If you see a picture in the data below, omit it and copy the rest exactly.

(Beginning of Records)

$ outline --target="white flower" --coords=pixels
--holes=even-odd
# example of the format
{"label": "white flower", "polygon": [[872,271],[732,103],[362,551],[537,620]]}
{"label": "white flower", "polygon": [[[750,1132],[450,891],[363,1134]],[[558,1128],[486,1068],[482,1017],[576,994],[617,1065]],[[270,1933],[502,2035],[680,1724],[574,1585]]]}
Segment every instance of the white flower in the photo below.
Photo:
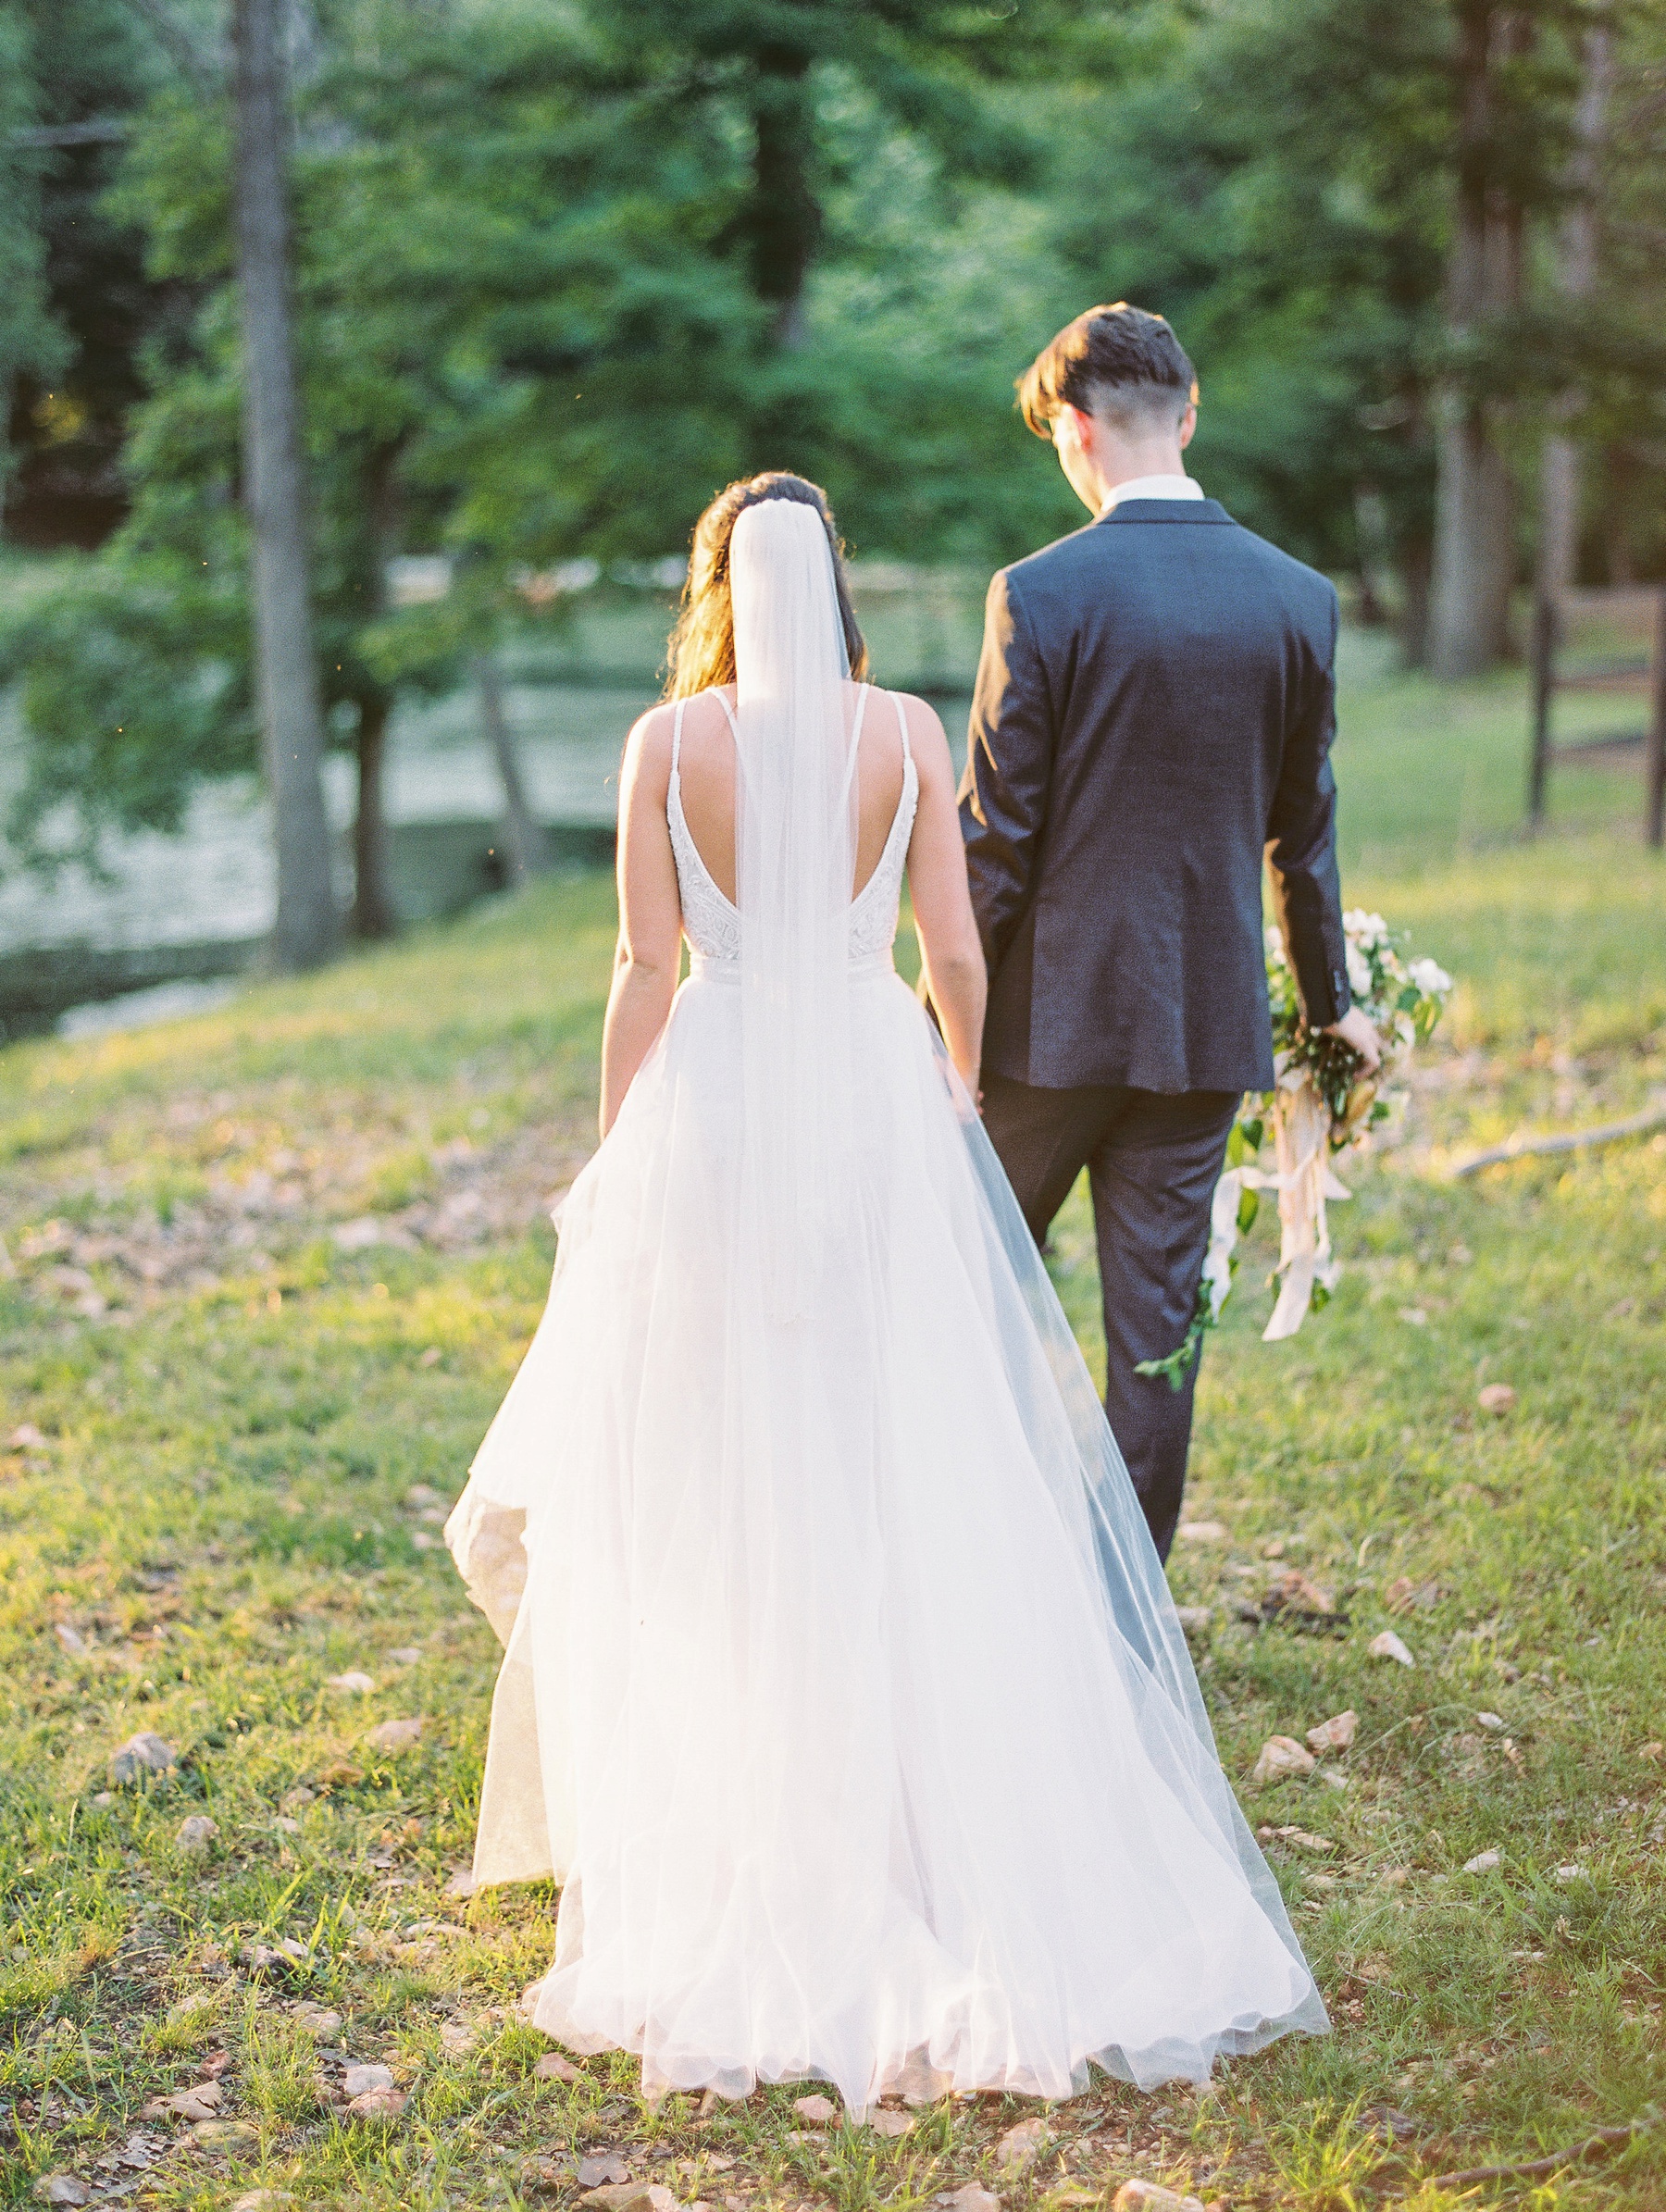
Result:
{"label": "white flower", "polygon": [[1272,922],[1267,924],[1267,958],[1269,960],[1284,958],[1284,933],[1276,924]]}
{"label": "white flower", "polygon": [[1371,995],[1371,963],[1351,938],[1348,944],[1348,984],[1356,999]]}
{"label": "white flower", "polygon": [[1444,999],[1452,988],[1452,978],[1433,960],[1414,960],[1411,979],[1425,999]]}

(End of Records)

Task solution
$ outline --target="white flower" --coords=pixels
--holes=even-odd
# example of the format
{"label": "white flower", "polygon": [[872,271],[732,103],[362,551],[537,620]]}
{"label": "white flower", "polygon": [[[750,1132],[450,891],[363,1134]],[[558,1128],[486,1068],[482,1017],[576,994],[617,1065]],[[270,1933],[502,2035],[680,1724],[574,1585]]]}
Segment every instance of the white flower in the photo below.
Photo:
Result:
{"label": "white flower", "polygon": [[1272,922],[1267,924],[1267,958],[1269,960],[1284,958],[1284,933],[1276,924]]}
{"label": "white flower", "polygon": [[1371,995],[1371,963],[1351,938],[1348,944],[1348,984],[1356,999]]}
{"label": "white flower", "polygon": [[1444,999],[1452,988],[1452,978],[1433,960],[1414,960],[1411,979],[1425,999]]}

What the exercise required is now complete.